WHAT YOU SHOULD DO. Retrieve each line that contains the word "photo" from the entries below.

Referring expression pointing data
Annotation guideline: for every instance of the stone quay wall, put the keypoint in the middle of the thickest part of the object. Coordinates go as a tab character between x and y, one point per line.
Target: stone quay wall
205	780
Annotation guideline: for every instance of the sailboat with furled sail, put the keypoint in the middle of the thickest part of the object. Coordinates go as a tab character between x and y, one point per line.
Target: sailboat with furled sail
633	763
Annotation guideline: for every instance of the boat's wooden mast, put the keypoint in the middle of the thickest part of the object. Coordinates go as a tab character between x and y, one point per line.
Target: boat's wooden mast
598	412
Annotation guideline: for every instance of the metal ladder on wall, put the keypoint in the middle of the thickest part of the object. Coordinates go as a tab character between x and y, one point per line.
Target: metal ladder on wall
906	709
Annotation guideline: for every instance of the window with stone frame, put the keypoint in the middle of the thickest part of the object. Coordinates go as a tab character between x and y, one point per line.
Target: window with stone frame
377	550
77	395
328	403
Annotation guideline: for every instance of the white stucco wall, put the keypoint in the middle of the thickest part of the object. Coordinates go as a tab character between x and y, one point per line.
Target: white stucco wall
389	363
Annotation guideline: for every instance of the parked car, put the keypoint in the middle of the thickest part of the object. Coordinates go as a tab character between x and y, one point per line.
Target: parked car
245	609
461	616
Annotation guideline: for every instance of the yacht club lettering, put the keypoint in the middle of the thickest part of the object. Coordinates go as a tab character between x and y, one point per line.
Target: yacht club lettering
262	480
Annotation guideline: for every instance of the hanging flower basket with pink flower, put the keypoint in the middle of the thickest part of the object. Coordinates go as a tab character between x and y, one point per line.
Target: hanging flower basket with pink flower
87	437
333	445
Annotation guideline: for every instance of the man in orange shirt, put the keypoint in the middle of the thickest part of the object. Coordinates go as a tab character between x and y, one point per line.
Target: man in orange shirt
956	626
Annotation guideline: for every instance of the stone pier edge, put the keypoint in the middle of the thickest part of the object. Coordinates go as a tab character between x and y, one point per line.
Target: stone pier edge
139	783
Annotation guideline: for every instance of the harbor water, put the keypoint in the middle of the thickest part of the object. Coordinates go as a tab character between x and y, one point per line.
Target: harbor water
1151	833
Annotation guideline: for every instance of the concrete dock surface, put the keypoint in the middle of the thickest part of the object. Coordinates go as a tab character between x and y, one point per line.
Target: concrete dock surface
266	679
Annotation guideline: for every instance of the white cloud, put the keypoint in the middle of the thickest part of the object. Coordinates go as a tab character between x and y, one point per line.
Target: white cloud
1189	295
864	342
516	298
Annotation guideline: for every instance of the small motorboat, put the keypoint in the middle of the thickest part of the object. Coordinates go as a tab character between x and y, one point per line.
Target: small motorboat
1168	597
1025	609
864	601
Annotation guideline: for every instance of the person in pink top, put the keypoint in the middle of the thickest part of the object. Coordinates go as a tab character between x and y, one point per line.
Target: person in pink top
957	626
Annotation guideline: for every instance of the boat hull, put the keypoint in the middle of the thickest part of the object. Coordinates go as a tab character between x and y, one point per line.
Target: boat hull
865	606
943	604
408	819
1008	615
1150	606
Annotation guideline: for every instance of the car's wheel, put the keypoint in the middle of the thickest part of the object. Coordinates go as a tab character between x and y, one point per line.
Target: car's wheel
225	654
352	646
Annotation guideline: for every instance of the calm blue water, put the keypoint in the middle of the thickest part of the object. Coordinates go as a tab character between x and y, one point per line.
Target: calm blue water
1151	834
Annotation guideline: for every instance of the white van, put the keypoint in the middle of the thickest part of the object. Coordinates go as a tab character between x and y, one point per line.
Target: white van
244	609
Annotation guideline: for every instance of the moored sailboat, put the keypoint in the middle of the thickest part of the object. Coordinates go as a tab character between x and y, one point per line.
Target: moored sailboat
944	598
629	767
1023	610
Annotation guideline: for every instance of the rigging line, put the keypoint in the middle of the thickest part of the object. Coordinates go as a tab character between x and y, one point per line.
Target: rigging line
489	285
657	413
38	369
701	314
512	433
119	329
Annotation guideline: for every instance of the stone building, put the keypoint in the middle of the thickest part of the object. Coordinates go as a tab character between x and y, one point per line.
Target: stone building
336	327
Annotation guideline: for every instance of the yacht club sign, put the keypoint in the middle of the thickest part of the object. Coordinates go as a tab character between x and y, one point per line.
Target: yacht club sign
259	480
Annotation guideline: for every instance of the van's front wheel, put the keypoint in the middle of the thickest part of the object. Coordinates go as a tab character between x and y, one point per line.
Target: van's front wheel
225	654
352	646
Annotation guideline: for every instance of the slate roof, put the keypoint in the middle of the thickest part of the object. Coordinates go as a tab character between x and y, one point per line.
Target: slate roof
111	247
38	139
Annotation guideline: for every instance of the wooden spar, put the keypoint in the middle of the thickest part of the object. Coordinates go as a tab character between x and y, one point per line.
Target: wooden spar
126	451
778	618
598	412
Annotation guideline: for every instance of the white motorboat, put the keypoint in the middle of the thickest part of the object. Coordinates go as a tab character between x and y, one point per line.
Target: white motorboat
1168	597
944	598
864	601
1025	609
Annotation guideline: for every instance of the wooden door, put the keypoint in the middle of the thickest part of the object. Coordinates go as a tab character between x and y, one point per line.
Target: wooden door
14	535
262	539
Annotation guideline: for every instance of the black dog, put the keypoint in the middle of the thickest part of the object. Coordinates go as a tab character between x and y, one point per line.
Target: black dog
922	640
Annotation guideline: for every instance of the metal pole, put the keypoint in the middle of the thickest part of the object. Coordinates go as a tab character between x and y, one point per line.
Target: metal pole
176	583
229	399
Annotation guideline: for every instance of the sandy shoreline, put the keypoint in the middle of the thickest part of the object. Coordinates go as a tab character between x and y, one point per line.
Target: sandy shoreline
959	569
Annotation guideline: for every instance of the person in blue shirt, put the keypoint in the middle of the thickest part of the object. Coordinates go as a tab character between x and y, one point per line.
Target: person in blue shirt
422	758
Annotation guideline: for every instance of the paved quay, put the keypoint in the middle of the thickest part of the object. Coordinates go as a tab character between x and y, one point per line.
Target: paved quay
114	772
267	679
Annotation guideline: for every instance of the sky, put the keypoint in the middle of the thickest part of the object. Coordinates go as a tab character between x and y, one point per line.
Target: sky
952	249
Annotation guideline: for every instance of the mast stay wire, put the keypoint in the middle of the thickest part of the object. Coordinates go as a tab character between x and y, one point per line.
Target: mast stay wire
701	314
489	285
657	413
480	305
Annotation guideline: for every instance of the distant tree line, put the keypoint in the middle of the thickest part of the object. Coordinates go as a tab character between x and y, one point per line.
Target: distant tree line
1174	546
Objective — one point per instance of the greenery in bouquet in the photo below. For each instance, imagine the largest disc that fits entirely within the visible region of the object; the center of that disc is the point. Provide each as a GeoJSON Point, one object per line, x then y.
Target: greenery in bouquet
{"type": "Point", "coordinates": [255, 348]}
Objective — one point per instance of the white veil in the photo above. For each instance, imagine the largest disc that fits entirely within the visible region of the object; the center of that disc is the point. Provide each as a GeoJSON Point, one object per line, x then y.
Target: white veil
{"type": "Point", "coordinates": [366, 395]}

RESULT OF THIS TASK.
Objective — one point per instance of the greenery in bouquet in the photo below. For each instance, imagine the largest disc that fits entirely within the visible region of the object; the center of that disc is the point. Provide each as a GeoJSON Point, one object per line, x then y.
Objective — one point per instance of the white veil in the photo above. For each instance, imagine the largest disc that fits entirely within the visible region of the object; the center of that disc is the point. Provide each as a GeoJSON Point, one object per line, x then y.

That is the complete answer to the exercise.